Data extract ->
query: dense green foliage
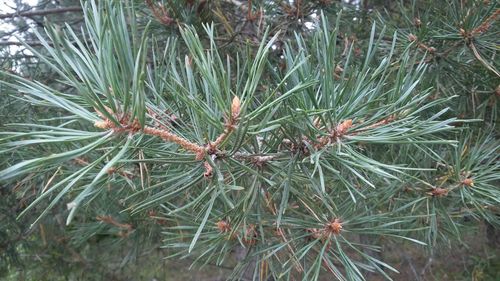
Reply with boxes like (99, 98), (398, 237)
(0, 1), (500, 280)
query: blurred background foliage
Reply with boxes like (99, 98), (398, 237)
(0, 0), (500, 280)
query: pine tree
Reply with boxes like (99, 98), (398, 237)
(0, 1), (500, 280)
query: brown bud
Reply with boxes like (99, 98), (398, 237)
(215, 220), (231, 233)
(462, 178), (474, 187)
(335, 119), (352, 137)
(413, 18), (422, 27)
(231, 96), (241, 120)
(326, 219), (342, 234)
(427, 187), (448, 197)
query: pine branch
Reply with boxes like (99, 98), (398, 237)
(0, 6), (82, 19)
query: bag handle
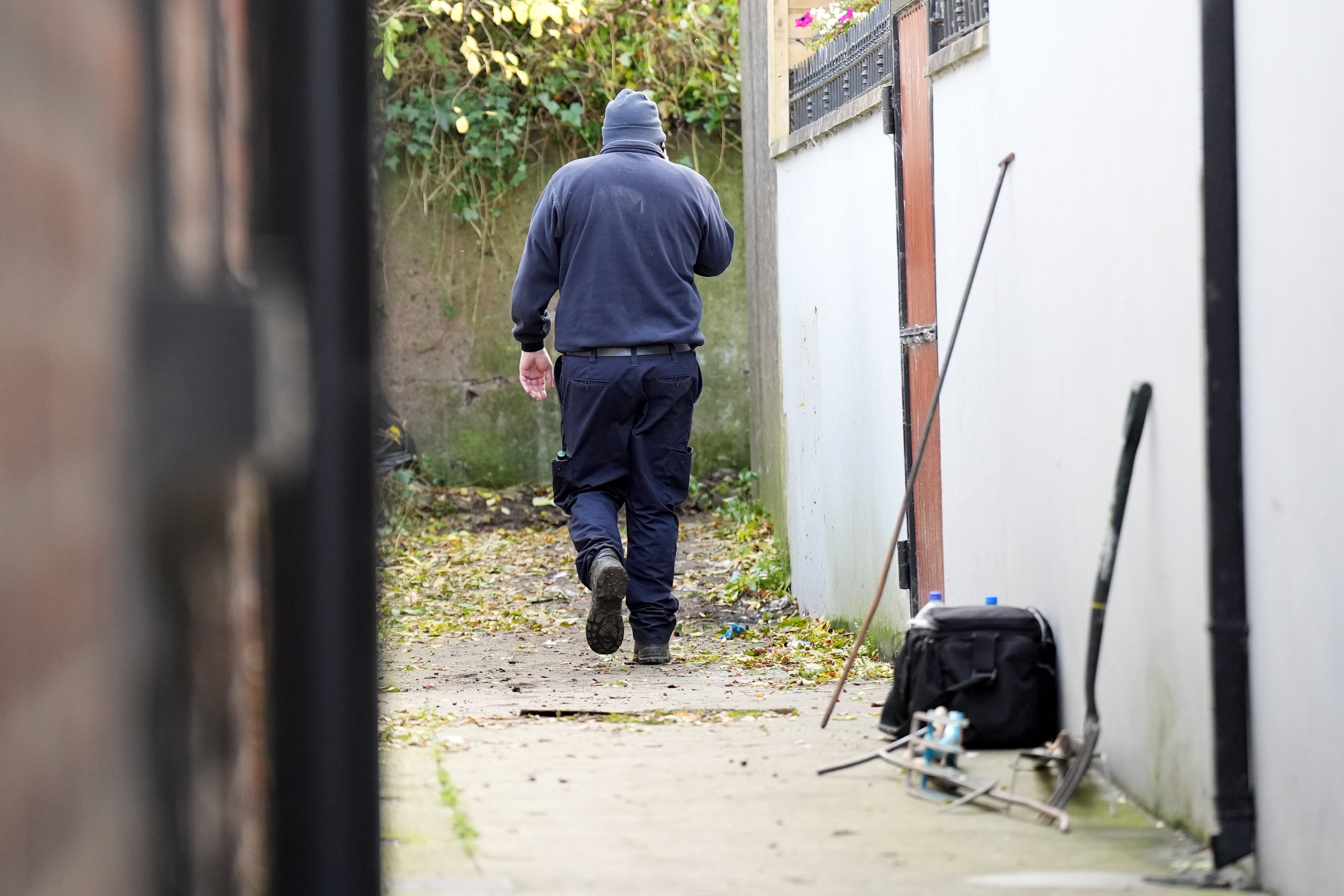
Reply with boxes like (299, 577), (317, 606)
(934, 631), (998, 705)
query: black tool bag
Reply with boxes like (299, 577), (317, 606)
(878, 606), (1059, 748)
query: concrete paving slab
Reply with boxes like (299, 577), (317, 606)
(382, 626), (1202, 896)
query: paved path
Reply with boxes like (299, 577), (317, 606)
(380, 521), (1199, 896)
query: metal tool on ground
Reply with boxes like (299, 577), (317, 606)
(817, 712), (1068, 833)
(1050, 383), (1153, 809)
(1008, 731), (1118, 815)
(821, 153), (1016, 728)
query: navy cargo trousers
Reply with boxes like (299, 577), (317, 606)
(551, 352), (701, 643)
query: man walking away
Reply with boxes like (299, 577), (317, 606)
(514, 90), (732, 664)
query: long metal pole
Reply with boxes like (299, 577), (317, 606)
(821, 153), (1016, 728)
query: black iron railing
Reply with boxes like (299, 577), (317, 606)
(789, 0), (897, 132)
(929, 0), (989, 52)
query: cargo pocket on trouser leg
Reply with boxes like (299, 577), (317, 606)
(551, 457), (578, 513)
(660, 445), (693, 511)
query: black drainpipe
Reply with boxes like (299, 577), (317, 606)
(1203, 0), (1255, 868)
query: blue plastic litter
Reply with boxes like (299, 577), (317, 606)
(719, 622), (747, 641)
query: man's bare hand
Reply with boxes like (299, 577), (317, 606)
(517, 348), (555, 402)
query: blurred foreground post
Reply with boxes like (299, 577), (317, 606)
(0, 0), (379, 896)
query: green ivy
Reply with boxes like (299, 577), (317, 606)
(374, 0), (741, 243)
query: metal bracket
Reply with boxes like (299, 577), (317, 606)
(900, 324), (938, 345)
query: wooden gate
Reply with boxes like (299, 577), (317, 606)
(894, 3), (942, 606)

Work to be completed ->
Output the lines word for word, from the very first one through the line containing "(934, 631), (998, 705)", both included. Leave the pictures out.

Answer for this exercise ->
query: dense green foliage
Reply with boxes like (99, 98), (398, 237)
(0, 1), (500, 280)
query: blurred background foliage
Reply with boxes like (99, 98), (398, 237)
(0, 0), (500, 280)
query: pine tree
Reply with boxes like (99, 98), (398, 237)
(0, 1), (500, 280)
query: brown bud
Reply with boxes like (99, 98), (398, 237)
(215, 220), (231, 233)
(462, 178), (474, 187)
(335, 119), (352, 137)
(413, 18), (422, 27)
(231, 96), (241, 120)
(326, 219), (342, 234)
(427, 187), (448, 197)
query: pine branch
Reply with boxes like (99, 98), (398, 237)
(0, 6), (82, 19)
query: bag handle
Reply with boxes like (299, 577), (317, 606)
(934, 631), (998, 705)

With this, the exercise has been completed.